» **Records from a point labeling set**
## Start

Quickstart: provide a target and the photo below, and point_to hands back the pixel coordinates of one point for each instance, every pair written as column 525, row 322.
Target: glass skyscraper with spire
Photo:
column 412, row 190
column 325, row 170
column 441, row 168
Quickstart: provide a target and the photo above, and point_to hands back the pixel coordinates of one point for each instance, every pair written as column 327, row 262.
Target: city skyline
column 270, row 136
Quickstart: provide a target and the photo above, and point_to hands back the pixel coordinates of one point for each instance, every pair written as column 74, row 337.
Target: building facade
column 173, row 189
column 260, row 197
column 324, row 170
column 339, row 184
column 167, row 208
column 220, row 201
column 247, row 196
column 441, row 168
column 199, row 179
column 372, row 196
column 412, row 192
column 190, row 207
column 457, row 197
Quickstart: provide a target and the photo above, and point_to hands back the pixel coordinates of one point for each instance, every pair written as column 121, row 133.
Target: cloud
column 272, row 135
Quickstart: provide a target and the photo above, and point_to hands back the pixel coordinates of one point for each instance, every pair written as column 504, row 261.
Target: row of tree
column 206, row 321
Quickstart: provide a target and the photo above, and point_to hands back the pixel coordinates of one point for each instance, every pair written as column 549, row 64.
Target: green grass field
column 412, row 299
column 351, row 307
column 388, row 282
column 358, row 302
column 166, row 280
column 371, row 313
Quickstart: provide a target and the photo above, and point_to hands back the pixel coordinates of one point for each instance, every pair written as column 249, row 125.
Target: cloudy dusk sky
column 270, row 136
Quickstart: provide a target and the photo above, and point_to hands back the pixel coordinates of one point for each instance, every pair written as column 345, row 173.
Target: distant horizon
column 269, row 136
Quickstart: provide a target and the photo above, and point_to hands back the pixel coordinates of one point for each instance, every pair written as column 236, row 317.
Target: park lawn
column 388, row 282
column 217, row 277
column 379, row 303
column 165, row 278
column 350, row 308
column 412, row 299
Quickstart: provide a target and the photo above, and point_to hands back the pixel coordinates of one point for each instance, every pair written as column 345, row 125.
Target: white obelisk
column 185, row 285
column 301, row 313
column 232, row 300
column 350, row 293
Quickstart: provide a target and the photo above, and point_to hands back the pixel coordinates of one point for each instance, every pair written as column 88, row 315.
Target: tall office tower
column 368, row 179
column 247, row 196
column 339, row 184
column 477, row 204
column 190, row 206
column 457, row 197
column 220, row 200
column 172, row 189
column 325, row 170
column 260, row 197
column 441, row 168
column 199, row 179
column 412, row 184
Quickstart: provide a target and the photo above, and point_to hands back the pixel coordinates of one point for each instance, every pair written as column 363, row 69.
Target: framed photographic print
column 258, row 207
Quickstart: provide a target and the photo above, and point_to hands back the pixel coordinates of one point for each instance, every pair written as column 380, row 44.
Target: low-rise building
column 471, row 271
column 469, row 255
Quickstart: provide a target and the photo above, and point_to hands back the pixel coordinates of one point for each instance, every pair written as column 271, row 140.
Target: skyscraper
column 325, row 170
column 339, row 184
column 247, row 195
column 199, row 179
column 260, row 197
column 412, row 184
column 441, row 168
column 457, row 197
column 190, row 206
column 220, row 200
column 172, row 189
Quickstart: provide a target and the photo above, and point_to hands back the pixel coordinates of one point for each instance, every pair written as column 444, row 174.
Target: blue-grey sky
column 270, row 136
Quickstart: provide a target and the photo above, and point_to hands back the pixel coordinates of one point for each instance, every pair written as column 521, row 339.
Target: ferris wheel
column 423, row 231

## End

» **DIRECTION**
Can you rename "point_to" to "locate_points" throughout the data above and leave every other word unchanged?

» **RESULT OF THE TASK**
Quickstart: provide a target and the photo below, and locate_points hands back the pixel coordinates of one point for each instance, every pair written as column 525, row 322.
Target: glass skyscraper with spire
Photo:
column 412, row 190
column 325, row 170
column 441, row 168
Quickstart: provide a target and the photo above, and locate_points hands back the pixel coordinates of one point for each instance, every pair written as column 327, row 262.
Target: city skyline
column 270, row 136
Quickstart: provide a target and the photo above, and locate_points hands back the pixel coordinates of one point for each instance, every pair written as column 74, row 337.
Target: building facade
column 173, row 189
column 260, row 197
column 324, row 170
column 339, row 184
column 167, row 208
column 220, row 201
column 247, row 196
column 441, row 168
column 199, row 179
column 372, row 196
column 412, row 192
column 190, row 207
column 457, row 197
Quickstart: provide a target and the photo above, and locate_points hands back the pixel coordinates of one point for each instance, every pair written as column 121, row 133.
Target: cloud
column 272, row 135
Quickstart: provide a target and the photo above, and locate_points hands back the pixel coordinates of one point for each instance, every pair written as column 504, row 261.
Target: row of tree
column 206, row 321
Quickstart: provide a target and the photo above, and locate_points hands back the pixel coordinates of one point for each instance, every pair written as column 549, row 64.
Target: green grass field
column 412, row 299
column 351, row 307
column 388, row 282
column 358, row 302
column 166, row 280
column 371, row 313
Quickstart: provide a target and the photo above, and locate_points hands back the pixel coordinates of one point for each instance, every pair written as column 249, row 125.
Target: cloudy dusk sky
column 270, row 136
Quickstart: provide a target and the photo above, and locate_points hands back the pixel coordinates of one point for each instance, every pair written as column 345, row 173.
Target: distant horizon
column 269, row 136
Quickstart: provide a target and the photo above, and locate_points hands back the pixel coordinates of one point for each instance, every pair written as column 236, row 317.
Target: park lawn
column 388, row 282
column 217, row 277
column 379, row 303
column 165, row 278
column 350, row 308
column 412, row 299
Quickstart: provide a target and the photo above, and locate_points hands back the pixel coordinates of one point for each instance, every pair written as column 345, row 125.
Target: white obelisk
column 185, row 285
column 301, row 313
column 232, row 300
column 350, row 293
Quickstart: provide a target and the photo above, and locate_points hands back the pixel coordinates of one point for each instance, every pair written as column 88, row 315.
Target: tall office tower
column 368, row 179
column 247, row 196
column 339, row 184
column 477, row 204
column 190, row 206
column 457, row 197
column 220, row 200
column 172, row 189
column 325, row 170
column 260, row 197
column 441, row 168
column 199, row 179
column 412, row 184
Quickstart: provide a target and the photo above, and locate_points hands back the pixel coordinates of one point for each instance, every pair written as column 363, row 69.
Target: framed photographic print
column 258, row 207
Quickstart: provide a target and the photo above, and locate_points hands back the pixel coordinates of one point for each instance, every pair written as column 380, row 44.
Target: low-rise building
column 471, row 271
column 469, row 255
Quickstart: provide a target and the photo above, and locate_points hands back the pixel coordinates of one point for each instance, every pair written as column 271, row 140.
Target: skyscraper
column 325, row 170
column 339, row 184
column 247, row 195
column 199, row 179
column 260, row 197
column 412, row 184
column 441, row 168
column 457, row 197
column 190, row 206
column 220, row 200
column 172, row 189
Quickstart: provide a target and the photo above, and locate_points hands back the pixel coordinates of one point for each instance, every pair written as column 444, row 174.
Target: blue-grey sky
column 270, row 136
Quickstart: provide a target and the photo above, and locate_points hands back the pixel coordinates of one point for each instance, every pair written as column 521, row 339.
Target: ferris wheel
column 423, row 231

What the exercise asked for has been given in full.